Input for this task:
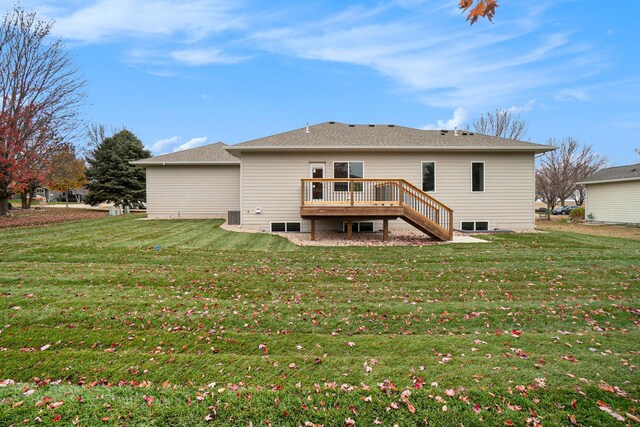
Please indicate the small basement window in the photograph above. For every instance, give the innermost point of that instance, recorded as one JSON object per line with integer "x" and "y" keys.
{"x": 359, "y": 227}
{"x": 285, "y": 227}
{"x": 474, "y": 225}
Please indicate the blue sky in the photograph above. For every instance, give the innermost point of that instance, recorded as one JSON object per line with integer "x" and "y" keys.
{"x": 186, "y": 73}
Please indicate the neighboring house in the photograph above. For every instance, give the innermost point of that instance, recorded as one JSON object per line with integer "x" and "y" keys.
{"x": 363, "y": 177}
{"x": 613, "y": 195}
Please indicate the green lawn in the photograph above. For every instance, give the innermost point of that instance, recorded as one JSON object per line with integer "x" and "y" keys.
{"x": 119, "y": 321}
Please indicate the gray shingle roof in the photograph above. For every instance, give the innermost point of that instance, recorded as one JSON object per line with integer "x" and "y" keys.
{"x": 619, "y": 173}
{"x": 207, "y": 154}
{"x": 334, "y": 135}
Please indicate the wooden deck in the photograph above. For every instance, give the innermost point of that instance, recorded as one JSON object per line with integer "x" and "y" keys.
{"x": 353, "y": 199}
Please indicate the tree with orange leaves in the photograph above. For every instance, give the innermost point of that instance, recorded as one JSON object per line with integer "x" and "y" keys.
{"x": 479, "y": 9}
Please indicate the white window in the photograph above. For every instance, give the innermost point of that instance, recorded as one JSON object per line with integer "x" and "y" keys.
{"x": 429, "y": 177}
{"x": 477, "y": 176}
{"x": 285, "y": 227}
{"x": 474, "y": 225}
{"x": 348, "y": 170}
{"x": 359, "y": 227}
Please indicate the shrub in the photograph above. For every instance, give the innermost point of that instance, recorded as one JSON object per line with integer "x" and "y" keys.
{"x": 577, "y": 214}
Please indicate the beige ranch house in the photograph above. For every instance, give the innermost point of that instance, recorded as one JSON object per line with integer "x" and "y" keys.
{"x": 356, "y": 178}
{"x": 613, "y": 195}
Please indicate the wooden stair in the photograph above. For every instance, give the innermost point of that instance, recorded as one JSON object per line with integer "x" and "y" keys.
{"x": 357, "y": 199}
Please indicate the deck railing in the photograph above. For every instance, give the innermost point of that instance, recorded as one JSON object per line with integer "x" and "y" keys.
{"x": 374, "y": 192}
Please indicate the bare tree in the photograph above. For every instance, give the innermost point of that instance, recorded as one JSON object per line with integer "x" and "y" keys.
{"x": 95, "y": 133}
{"x": 560, "y": 171}
{"x": 501, "y": 123}
{"x": 40, "y": 97}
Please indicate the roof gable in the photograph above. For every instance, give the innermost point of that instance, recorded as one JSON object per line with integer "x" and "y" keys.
{"x": 334, "y": 135}
{"x": 618, "y": 173}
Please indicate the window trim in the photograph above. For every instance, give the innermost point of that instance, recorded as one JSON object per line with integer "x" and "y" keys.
{"x": 475, "y": 225}
{"x": 286, "y": 226}
{"x": 333, "y": 171}
{"x": 435, "y": 181}
{"x": 355, "y": 226}
{"x": 484, "y": 177}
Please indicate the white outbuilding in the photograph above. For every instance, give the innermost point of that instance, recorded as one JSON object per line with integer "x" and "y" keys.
{"x": 613, "y": 195}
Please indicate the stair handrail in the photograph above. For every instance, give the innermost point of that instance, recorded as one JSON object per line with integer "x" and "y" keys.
{"x": 430, "y": 203}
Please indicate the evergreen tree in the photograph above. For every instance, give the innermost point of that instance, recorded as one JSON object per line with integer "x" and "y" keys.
{"x": 112, "y": 178}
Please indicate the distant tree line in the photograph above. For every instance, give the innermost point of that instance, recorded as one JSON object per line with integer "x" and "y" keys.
{"x": 41, "y": 95}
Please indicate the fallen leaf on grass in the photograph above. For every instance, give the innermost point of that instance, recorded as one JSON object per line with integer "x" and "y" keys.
{"x": 606, "y": 408}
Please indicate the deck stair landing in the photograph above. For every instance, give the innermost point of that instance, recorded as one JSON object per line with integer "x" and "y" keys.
{"x": 360, "y": 199}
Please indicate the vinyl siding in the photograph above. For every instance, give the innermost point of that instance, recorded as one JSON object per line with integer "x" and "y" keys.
{"x": 192, "y": 191}
{"x": 271, "y": 181}
{"x": 614, "y": 202}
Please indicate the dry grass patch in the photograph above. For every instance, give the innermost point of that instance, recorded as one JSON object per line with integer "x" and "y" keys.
{"x": 41, "y": 217}
{"x": 604, "y": 230}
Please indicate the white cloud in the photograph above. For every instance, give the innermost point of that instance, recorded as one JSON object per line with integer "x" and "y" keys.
{"x": 446, "y": 64}
{"x": 161, "y": 146}
{"x": 196, "y": 57}
{"x": 192, "y": 143}
{"x": 103, "y": 20}
{"x": 174, "y": 144}
{"x": 517, "y": 109}
{"x": 459, "y": 119}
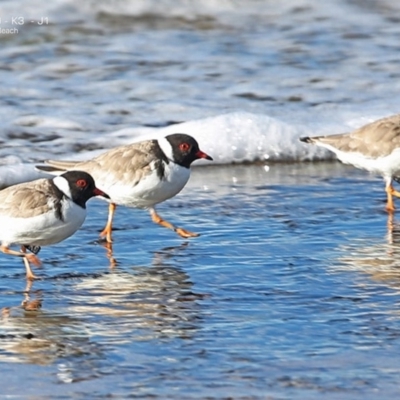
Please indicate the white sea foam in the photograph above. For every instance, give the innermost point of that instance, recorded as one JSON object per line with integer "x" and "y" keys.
{"x": 229, "y": 138}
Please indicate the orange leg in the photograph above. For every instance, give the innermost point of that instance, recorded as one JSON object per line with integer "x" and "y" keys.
{"x": 108, "y": 228}
{"x": 27, "y": 258}
{"x": 180, "y": 231}
{"x": 390, "y": 191}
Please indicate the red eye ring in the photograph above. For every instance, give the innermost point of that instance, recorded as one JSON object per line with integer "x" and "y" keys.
{"x": 81, "y": 183}
{"x": 184, "y": 146}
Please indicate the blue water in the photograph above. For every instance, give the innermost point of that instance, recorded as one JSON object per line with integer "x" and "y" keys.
{"x": 292, "y": 289}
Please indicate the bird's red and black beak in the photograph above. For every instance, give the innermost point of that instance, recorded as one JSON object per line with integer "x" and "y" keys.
{"x": 201, "y": 154}
{"x": 98, "y": 192}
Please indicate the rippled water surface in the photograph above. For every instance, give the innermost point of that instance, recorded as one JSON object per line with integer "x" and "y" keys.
{"x": 291, "y": 291}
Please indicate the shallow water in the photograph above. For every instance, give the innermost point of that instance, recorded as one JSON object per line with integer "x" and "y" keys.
{"x": 291, "y": 291}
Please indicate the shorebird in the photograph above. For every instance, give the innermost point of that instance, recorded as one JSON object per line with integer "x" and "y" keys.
{"x": 374, "y": 147}
{"x": 140, "y": 175}
{"x": 43, "y": 212}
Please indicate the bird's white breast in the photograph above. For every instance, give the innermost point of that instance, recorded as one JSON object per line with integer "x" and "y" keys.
{"x": 42, "y": 229}
{"x": 150, "y": 190}
{"x": 386, "y": 166}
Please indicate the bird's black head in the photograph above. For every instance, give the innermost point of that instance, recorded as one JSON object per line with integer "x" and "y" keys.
{"x": 79, "y": 186}
{"x": 185, "y": 149}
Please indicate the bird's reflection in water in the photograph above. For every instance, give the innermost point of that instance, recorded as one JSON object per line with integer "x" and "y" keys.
{"x": 378, "y": 258}
{"x": 122, "y": 306}
{"x": 141, "y": 301}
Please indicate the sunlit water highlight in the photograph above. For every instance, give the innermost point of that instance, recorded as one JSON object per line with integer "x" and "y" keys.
{"x": 292, "y": 289}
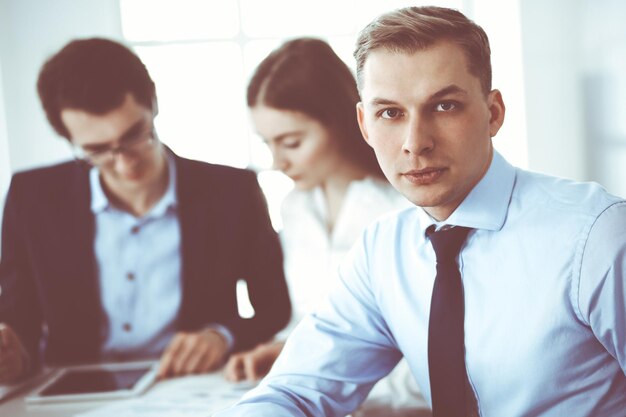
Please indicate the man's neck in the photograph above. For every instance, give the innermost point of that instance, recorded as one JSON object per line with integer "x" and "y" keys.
{"x": 140, "y": 199}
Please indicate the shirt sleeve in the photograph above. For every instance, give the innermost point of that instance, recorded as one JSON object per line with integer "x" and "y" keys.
{"x": 334, "y": 356}
{"x": 602, "y": 294}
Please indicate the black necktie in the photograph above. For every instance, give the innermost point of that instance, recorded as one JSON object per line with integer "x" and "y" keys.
{"x": 446, "y": 351}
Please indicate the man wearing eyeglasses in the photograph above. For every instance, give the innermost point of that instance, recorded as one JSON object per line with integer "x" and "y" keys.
{"x": 129, "y": 251}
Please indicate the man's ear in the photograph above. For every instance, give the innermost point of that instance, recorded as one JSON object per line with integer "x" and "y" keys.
{"x": 360, "y": 117}
{"x": 496, "y": 110}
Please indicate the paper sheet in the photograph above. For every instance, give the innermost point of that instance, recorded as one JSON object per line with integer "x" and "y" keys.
{"x": 192, "y": 396}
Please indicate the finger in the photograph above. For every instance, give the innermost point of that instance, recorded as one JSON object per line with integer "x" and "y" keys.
{"x": 196, "y": 361}
{"x": 4, "y": 337}
{"x": 251, "y": 366}
{"x": 165, "y": 365}
{"x": 184, "y": 354}
{"x": 233, "y": 371}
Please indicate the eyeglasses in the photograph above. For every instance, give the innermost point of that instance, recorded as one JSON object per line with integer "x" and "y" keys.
{"x": 131, "y": 145}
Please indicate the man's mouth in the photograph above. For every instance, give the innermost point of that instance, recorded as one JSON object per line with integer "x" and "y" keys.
{"x": 424, "y": 176}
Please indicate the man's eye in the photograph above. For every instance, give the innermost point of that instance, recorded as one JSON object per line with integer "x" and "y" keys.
{"x": 390, "y": 114}
{"x": 446, "y": 106}
{"x": 293, "y": 144}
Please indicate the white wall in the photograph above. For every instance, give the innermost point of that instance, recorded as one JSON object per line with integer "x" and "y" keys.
{"x": 550, "y": 133}
{"x": 551, "y": 38}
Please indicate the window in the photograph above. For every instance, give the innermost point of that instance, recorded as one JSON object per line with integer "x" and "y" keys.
{"x": 202, "y": 53}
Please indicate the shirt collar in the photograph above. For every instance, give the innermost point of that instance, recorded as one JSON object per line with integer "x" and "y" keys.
{"x": 100, "y": 202}
{"x": 486, "y": 206}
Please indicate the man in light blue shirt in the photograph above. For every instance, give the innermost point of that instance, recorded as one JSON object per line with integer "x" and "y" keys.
{"x": 130, "y": 251}
{"x": 542, "y": 268}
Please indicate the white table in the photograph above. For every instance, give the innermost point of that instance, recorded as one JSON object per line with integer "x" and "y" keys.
{"x": 210, "y": 392}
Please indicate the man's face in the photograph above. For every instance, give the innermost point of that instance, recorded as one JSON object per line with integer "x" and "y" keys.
{"x": 139, "y": 158}
{"x": 429, "y": 122}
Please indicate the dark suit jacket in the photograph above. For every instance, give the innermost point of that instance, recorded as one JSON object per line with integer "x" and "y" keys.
{"x": 48, "y": 279}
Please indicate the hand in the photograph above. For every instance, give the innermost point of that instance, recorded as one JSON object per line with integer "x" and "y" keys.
{"x": 192, "y": 353}
{"x": 13, "y": 356}
{"x": 253, "y": 364}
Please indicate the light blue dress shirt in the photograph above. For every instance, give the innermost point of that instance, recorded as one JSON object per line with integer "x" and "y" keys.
{"x": 545, "y": 307}
{"x": 139, "y": 266}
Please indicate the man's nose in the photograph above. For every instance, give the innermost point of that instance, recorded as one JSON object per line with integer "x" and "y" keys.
{"x": 419, "y": 136}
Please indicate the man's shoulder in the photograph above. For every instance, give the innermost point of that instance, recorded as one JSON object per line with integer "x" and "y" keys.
{"x": 394, "y": 222}
{"x": 50, "y": 175}
{"x": 562, "y": 195}
{"x": 194, "y": 168}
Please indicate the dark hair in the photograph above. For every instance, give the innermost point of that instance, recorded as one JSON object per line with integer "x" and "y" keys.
{"x": 414, "y": 28}
{"x": 305, "y": 75}
{"x": 93, "y": 75}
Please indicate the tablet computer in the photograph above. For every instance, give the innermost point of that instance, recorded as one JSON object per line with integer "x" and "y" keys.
{"x": 96, "y": 382}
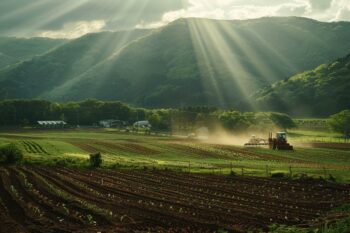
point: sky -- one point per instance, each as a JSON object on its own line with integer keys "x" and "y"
{"x": 74, "y": 18}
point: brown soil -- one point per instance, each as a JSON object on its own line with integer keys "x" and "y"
{"x": 40, "y": 199}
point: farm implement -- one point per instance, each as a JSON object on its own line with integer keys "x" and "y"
{"x": 278, "y": 143}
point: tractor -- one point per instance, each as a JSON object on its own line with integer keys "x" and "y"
{"x": 279, "y": 142}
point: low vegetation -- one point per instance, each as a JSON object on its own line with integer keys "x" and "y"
{"x": 10, "y": 154}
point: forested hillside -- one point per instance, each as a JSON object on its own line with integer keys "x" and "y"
{"x": 186, "y": 63}
{"x": 14, "y": 50}
{"x": 319, "y": 92}
{"x": 59, "y": 67}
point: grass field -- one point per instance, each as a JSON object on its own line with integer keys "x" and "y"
{"x": 72, "y": 148}
{"x": 138, "y": 193}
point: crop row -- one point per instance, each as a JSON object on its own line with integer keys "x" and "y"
{"x": 40, "y": 199}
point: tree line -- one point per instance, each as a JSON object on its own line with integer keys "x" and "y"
{"x": 90, "y": 112}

Problem details: Your response should consist solely of the lines from the one that holds "point: forested hillside" through the end of the listing above, reproduced exactly.

Exercise result:
point: forested hillside -- one point per instance, each as a JSON object on its own line with integer keys "x" and "y"
{"x": 186, "y": 63}
{"x": 14, "y": 50}
{"x": 319, "y": 92}
{"x": 59, "y": 67}
point: grass field -- one point per instance, each as a JSON object on its own line with integer keys "x" and "y"
{"x": 72, "y": 148}
{"x": 138, "y": 193}
point: crop row -- one point per instance, each as a JSON object on its own line with integer keys "x" and "y"
{"x": 40, "y": 199}
point: tree line -- one point per instance, each as a JSON object on its own line with integer keys "x" and "y"
{"x": 90, "y": 112}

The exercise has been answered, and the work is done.